>> Begin
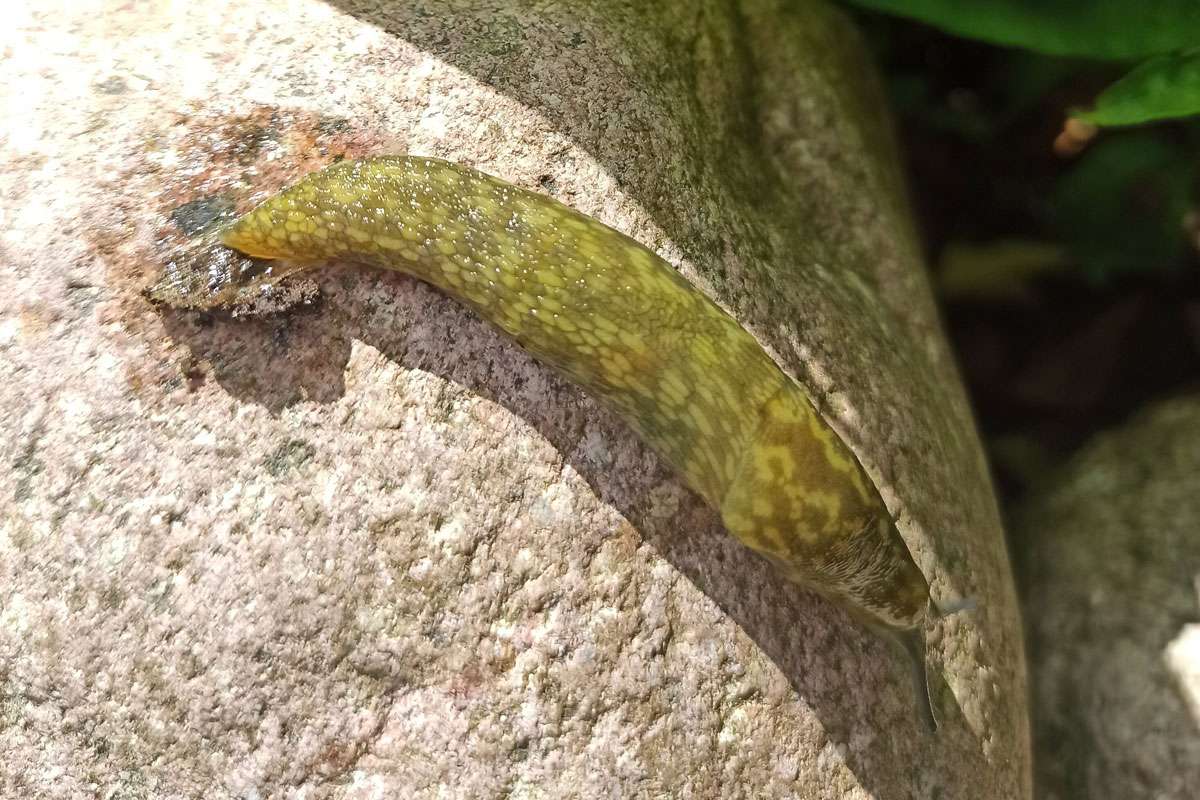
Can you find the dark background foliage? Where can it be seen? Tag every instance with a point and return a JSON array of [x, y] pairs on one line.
[[1071, 282]]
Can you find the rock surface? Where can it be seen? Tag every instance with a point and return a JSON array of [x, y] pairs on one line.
[[366, 547], [1111, 558]]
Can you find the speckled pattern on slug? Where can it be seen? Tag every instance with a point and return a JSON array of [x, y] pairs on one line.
[[623, 324]]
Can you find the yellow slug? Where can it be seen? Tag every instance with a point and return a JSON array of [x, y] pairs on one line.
[[621, 323]]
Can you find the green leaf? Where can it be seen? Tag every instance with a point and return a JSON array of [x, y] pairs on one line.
[[1163, 88], [1104, 29]]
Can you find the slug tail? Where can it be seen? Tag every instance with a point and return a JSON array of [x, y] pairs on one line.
[[913, 643], [952, 607]]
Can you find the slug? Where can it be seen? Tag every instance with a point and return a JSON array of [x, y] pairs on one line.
[[622, 323]]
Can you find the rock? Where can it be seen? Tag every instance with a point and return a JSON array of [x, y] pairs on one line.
[[365, 547], [1111, 570]]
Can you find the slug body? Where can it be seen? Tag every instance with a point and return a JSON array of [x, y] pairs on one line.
[[622, 323]]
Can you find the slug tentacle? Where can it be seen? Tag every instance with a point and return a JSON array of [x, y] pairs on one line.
[[617, 319]]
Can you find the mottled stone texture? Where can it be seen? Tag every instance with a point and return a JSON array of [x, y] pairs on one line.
[[1110, 557], [367, 548]]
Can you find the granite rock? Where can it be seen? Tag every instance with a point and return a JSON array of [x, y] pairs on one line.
[[1111, 573], [364, 546]]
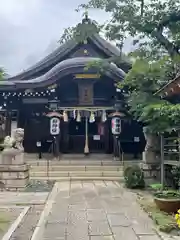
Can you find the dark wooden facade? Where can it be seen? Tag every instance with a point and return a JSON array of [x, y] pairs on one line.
[[60, 83]]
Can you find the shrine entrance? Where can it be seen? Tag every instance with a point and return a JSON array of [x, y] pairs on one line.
[[96, 136]]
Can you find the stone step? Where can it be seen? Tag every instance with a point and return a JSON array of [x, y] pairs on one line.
[[44, 162], [80, 163], [85, 178], [76, 174], [71, 168]]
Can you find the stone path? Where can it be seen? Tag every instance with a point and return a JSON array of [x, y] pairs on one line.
[[97, 210], [22, 198]]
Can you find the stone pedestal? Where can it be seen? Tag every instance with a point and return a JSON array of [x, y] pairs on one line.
[[14, 172]]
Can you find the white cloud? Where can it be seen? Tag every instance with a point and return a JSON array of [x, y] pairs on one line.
[[31, 28]]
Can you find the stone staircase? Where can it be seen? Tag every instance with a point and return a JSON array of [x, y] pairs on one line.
[[92, 168]]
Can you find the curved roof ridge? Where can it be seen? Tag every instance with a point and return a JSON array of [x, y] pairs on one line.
[[62, 69]]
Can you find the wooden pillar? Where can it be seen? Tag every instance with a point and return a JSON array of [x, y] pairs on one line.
[[65, 137], [107, 137], [8, 123]]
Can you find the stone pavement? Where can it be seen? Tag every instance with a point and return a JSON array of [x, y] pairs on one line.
[[30, 198], [97, 210]]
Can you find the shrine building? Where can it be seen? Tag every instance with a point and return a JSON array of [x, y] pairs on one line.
[[82, 98]]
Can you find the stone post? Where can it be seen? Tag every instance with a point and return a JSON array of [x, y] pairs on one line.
[[151, 157], [14, 172]]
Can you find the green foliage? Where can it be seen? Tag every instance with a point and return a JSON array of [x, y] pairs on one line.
[[134, 177], [142, 81], [168, 194], [153, 22], [81, 31], [156, 186], [164, 222], [2, 74], [176, 175]]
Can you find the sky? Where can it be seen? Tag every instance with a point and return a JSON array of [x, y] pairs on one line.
[[30, 29]]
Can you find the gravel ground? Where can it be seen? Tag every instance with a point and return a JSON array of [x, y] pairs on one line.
[[27, 226], [7, 217]]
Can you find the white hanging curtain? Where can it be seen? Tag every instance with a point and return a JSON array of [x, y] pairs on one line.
[[65, 116], [92, 117], [104, 116], [74, 114], [78, 119]]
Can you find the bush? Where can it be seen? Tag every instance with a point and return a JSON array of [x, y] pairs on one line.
[[175, 171], [134, 177]]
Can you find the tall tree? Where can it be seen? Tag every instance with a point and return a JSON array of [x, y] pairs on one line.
[[154, 22], [2, 74]]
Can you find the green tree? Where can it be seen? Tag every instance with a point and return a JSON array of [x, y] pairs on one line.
[[154, 26], [142, 82], [2, 74], [151, 23], [81, 31]]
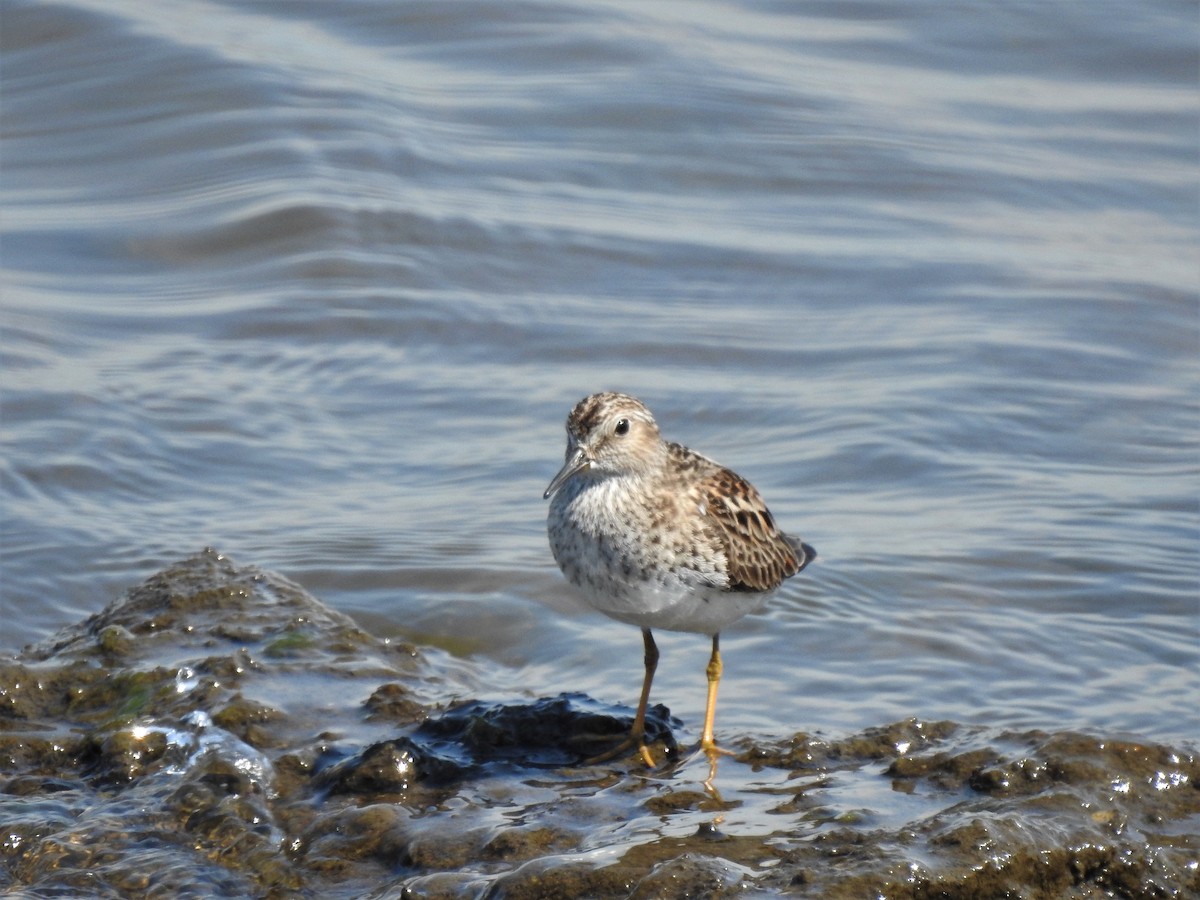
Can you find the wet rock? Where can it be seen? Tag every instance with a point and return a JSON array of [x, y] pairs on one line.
[[551, 732], [391, 767]]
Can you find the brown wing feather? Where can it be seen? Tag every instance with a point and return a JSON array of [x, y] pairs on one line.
[[757, 553]]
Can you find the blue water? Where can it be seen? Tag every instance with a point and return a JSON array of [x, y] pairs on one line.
[[317, 285]]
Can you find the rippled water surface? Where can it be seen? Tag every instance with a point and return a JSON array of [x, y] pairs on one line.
[[317, 285]]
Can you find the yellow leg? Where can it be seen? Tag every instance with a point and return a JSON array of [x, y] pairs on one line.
[[637, 733], [714, 678], [652, 663], [707, 742]]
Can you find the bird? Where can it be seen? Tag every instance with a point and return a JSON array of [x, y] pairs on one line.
[[658, 535]]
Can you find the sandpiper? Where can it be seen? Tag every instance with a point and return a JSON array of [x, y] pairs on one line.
[[658, 535]]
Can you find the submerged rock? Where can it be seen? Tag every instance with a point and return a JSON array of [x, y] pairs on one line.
[[220, 732]]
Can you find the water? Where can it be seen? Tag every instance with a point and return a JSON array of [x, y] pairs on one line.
[[317, 285]]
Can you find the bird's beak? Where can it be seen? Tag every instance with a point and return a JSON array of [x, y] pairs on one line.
[[575, 463]]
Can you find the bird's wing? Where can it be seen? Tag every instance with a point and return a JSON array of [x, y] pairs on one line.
[[759, 556]]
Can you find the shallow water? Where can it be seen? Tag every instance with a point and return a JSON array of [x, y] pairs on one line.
[[317, 286]]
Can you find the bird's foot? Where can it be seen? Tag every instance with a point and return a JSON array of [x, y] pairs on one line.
[[714, 754]]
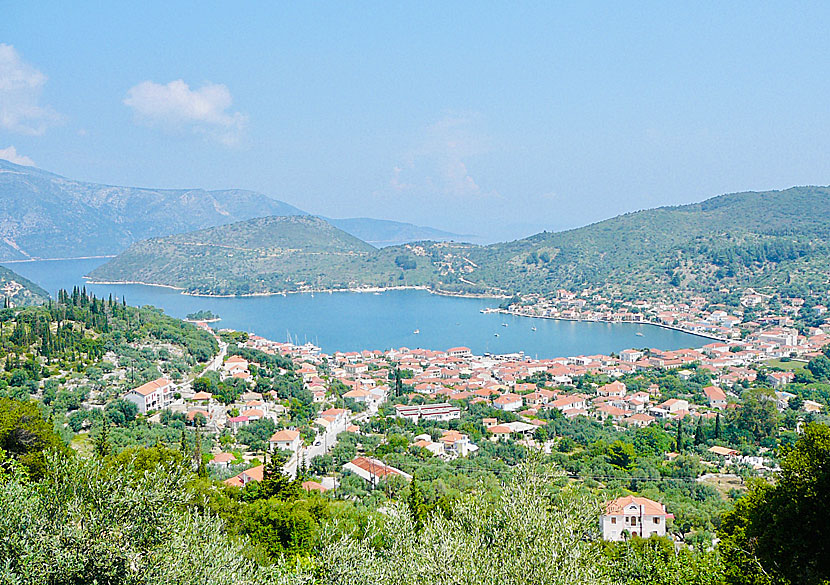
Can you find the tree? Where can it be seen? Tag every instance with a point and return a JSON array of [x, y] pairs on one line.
[[101, 443], [820, 367], [758, 415], [202, 384], [699, 438], [88, 521], [529, 534], [417, 505], [276, 484], [621, 454], [778, 533], [25, 435]]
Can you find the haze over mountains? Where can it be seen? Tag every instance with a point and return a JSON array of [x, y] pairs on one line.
[[779, 238], [44, 215]]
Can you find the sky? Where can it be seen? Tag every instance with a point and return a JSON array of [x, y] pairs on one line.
[[493, 119]]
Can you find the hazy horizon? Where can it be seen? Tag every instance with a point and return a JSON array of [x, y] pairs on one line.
[[497, 121]]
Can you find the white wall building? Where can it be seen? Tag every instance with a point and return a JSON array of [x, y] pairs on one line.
[[637, 516], [153, 395]]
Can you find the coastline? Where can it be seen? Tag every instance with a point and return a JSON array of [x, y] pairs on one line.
[[362, 290], [654, 323], [57, 259], [382, 289]]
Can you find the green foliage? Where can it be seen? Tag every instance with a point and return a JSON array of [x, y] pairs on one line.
[[526, 534], [654, 561], [778, 533], [757, 418], [88, 522], [25, 435]]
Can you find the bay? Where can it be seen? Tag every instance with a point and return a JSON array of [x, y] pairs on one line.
[[346, 321]]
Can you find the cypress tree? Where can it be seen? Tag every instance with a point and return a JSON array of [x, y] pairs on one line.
[[101, 443], [699, 438]]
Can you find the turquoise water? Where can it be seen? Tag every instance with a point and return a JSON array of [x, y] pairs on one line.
[[355, 321]]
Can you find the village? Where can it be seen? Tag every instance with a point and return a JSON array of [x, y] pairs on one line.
[[439, 387]]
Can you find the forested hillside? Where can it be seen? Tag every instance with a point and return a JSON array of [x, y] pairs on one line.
[[255, 256], [779, 238], [18, 291]]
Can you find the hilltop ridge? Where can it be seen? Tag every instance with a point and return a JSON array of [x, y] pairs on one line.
[[779, 238]]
>> End
Rewrite the records from the line with "Can you find the bird?" to the line with "[[575, 463]]", swapping "sandpiper" for "shorebird" and leaving everything else in them unchanged.

Can you find the bird? Where can it be seen? Tag every instance with a point and return a JSON array of [x, y] pairs on one line.
[[658, 535]]
Can you find the shorebird? Where can it be seen? Tag every instance with a point and return a JSON array of [x, y] pairs on one line.
[[658, 535]]
Can you find the submerged rock? Where can it be seen? Tag every instance with a point and return a JSON array of [x, y] pairs on one line.
[[220, 732]]
Can you find the water? Where can it be seen? Tag every instance with a point and return a JSON array of [x, y] pairs on one line.
[[317, 285]]
Can you find the bird's beak? Where can it be seen? Tag every instance with a point and return a JSON array of [x, y] pairs on one line.
[[575, 463]]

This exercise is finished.